Le beau gosse de 25 ans qui m’attend en gare de Torremolinos, en l’an 2007 n’a plus rien d’un persécuté politique. Des lunettes PRADA rehaussent son t-shirt ajusté et son bermuda jaune citron. Nanou éteind son MP3 et tient à porter mes bagages. La première chose qu’il me demande, c’est si je parle l’espagnol. Lui par contre l’a appris en moins de six mois et prétend même en avoir oublié le français qui a été sa langue d’enseignement pendant toute sa jeunesse. Rien de mal à ça au contraire, mais ce qu’il veut inconsciemment révéler, c’est que d’avoir voulu durant les trois années de son séjour espagnol se réinventer dans la langue de Cervantes.
Cette nouvelle identité se manifeste tant par les chaînes de télévision numérique qu’il regarde et la musique latino qu’il écoute que par les repas qu’il me prépare dans son confortable studio. Le cadeau souvenir que je trouve sur ma valise le jour de mon départ en dit long aussi. Il m’offre une poupée flamenco tellement kitsch après le énième repas de patatas bravas et autres tapas maison.
Mais plus encore que son pseudo chauvinisme parfois tragi-comique, c’est le rejet de son ancienne identité qu’exprime sa nouvelle ibérité. Il fréquente le moins possible les Nord-Africains.
Du coiffeur homosexuel d’Oujda que nous rencontrons le lendemain dans une discothèque, il raconte que cet un homme croit en ses propres mensonges. Il a quarante ans et au Maroc sa femme et sa fille l’attendent. Il leur rend visite environ quatre fois l’an, et leur ramène autant de cadeaux que d’histoires sur les conditions de vie si difficiles dans un pays raciste comme l’Espagne, question de contrer tant bien que mal leur désir, pour le moins latent, d’émigrer. « Imaginez-vous qu’elles arrivent ici pour découvrir qu’il traîne toutes les nuits dans une boîte, en espérant draguer l’un ou l’autre mec», plaisante Nanou.
Auparavant, il m’avait déjà parlé de ce ravissant garçon de Casablanca, qui habite avec le propriétaire espagnol de cinq bars et discothèques gays. « Chaque centime qu’on y dépense – et Dieu sait qu’on en dépense d’habitude beaucoup – peut être considéré comme de l’aide au développement du Maroc. Le petit sait remarquablement bien comment plumer l’Espagnol. Au bled, il a déjà une maison à la côte, finance la formation de tous ses frères et soeurs et passe son temps à faire du shopping, à chatter sur internet et à regarder du porno gay à la maison. Mais apparemment le micheton n’y voit aucun problème et déclare à tout qui veut l’entendre que ce garçon de Casa est l’amour de sa vie. Dégoutant, n’est-ce pas? »

══════════

■ **Consigne**
Répondez à ces questions sur l'extrait choisi.
(a) Quel âge a Nanou en 2007 ?
(b) Quel cadeau souvenir se trouve sur la valise le jour du départ ?
(c) Combien de fois par an le coiffeur d'Oujda rend-il visite à sa femme et à sa fille ?

══════════

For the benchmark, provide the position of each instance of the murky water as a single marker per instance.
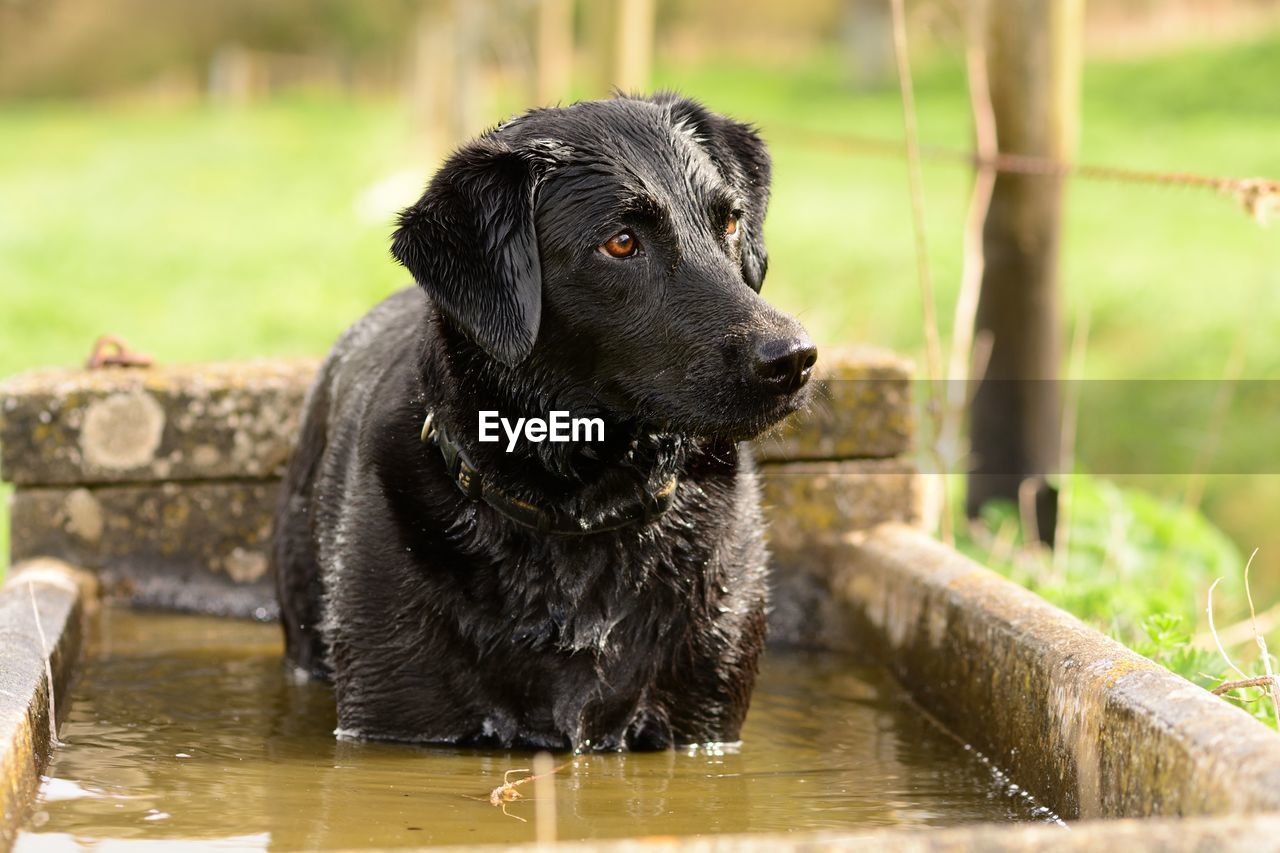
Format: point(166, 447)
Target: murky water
point(187, 730)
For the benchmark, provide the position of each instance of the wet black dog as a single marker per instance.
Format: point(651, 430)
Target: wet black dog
point(603, 259)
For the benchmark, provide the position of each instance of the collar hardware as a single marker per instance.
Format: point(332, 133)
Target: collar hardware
point(472, 484)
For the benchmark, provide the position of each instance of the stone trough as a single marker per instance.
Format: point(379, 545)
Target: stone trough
point(155, 487)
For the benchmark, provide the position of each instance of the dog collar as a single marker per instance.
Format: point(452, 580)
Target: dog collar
point(476, 487)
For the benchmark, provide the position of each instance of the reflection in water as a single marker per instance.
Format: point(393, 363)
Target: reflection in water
point(188, 729)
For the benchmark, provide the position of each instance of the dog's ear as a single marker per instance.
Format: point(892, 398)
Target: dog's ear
point(470, 243)
point(739, 153)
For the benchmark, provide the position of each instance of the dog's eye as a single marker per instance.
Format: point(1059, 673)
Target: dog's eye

══════════

■ **Corrigé rédigé**
(a) Il a 25 ans.
(b) Une poupée flamenco.
(c) Environ quatre fois par an.